(Extracted entries)
--- Start ---
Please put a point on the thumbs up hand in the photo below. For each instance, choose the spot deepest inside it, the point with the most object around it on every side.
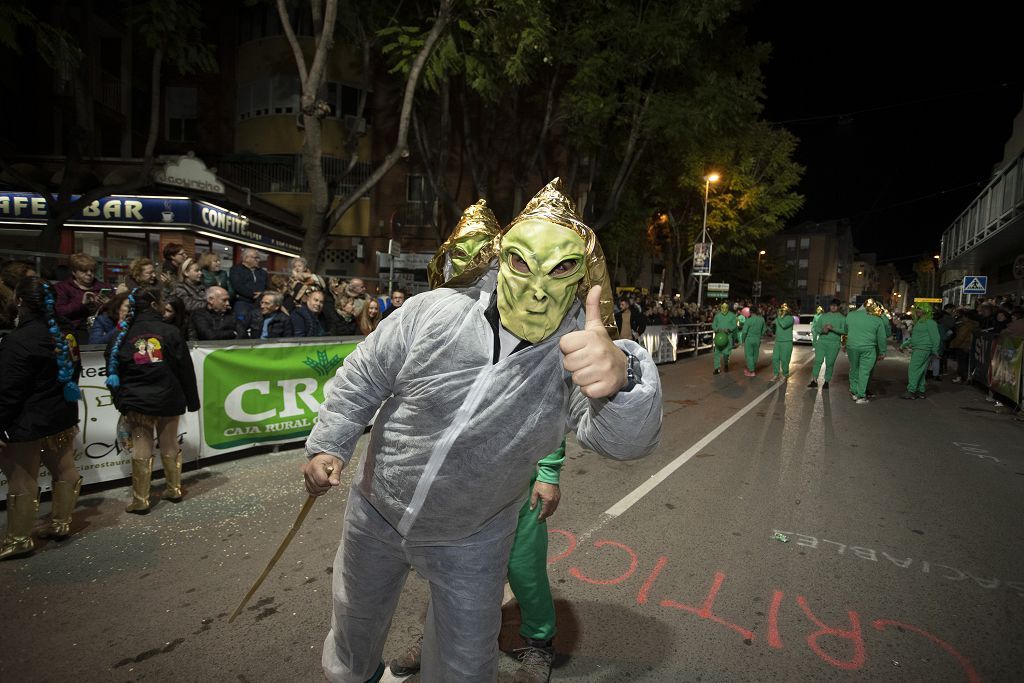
(598, 366)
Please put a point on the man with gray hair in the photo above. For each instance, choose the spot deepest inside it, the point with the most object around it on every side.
(269, 322)
(249, 282)
(215, 321)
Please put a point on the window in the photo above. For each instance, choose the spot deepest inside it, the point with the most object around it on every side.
(416, 188)
(285, 94)
(344, 100)
(182, 114)
(278, 95)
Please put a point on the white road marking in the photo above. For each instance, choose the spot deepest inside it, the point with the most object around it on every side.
(634, 497)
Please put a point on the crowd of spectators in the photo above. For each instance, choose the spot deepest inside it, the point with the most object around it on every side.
(206, 303)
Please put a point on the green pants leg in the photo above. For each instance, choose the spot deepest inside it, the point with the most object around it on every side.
(854, 356)
(780, 356)
(827, 352)
(861, 367)
(528, 574)
(752, 347)
(818, 359)
(915, 373)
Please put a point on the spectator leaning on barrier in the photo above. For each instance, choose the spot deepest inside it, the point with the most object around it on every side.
(175, 313)
(249, 282)
(152, 380)
(174, 256)
(81, 296)
(189, 290)
(215, 321)
(397, 298)
(11, 274)
(301, 282)
(141, 272)
(343, 323)
(269, 322)
(209, 264)
(356, 291)
(307, 319)
(630, 317)
(369, 317)
(39, 394)
(105, 325)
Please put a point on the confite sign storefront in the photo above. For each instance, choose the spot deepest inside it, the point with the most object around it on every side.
(169, 213)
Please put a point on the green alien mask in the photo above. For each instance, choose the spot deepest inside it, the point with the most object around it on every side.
(541, 266)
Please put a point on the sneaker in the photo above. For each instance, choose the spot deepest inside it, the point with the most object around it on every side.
(535, 664)
(409, 662)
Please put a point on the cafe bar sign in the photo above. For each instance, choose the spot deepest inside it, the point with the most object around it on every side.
(153, 212)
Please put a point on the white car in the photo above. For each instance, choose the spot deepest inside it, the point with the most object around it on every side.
--- End ---
Reproduce every one of the entries above word for word, and leave the pictures out of your output.

Please put a point on the thumbs up hand in the photo below. For each instance, choose the spot deepest inside it, the point with the most object around it on every side.
(598, 366)
Please put a point on the man with gray hair in the photo above. For each instance, choose the spot deepest inside it, the point with the most object around it on every side.
(269, 322)
(249, 282)
(215, 321)
Please put a point on the window in the photo above. For each instance, choose the spot deepest inside it, the point with the most object around it on every side.
(416, 188)
(285, 94)
(344, 100)
(182, 114)
(278, 95)
Please put a point on the white road marking in the photo above. For each instance, choose the spot deepest inside it, the point with the most object around it on every side.
(634, 497)
Please put a point on the crowd of spectators in the photo above. For each instance, choose the spot deepest inside it, the point with the most object around it on every side.
(206, 303)
Please put a point on the green pants leg in the photo above. For each instance, choose the spot deepest inside it, the point with the most object around it on every side.
(854, 356)
(780, 356)
(827, 352)
(861, 367)
(528, 574)
(752, 347)
(818, 359)
(915, 373)
Please put a point on the spectator leaning on barrier in the photo above. For each instance, choose the spot deepest inside it, the point with the most object around it on every side.
(175, 313)
(249, 282)
(152, 380)
(174, 256)
(81, 296)
(189, 290)
(215, 321)
(397, 298)
(11, 274)
(301, 282)
(141, 272)
(343, 323)
(269, 322)
(209, 264)
(356, 291)
(307, 319)
(630, 317)
(369, 317)
(39, 394)
(105, 325)
Please put a point on the confite sign storefront in the photo above. For each instance, choose the spot deepest inside it, the point with the most object around it on every side.
(169, 213)
Please put a point on the green alien mask in the photo above. For each instance, choose the spot deepest inside it, the point with the most object around it on every side.
(541, 266)
Please put a point on the sneaker in the photo above. For each instance, choose the spot deepest inside it, the point with the most object around it on every side.
(535, 664)
(409, 662)
Please put a point on the cafe bar sign in the photo above. For each instance, choose the spot deepest inside it, the point with the most object around it on every side.
(153, 212)
Please put a point on the white car in the photo above. For each instance, choose the spot deepest inside it, the point with the most object around it on every side.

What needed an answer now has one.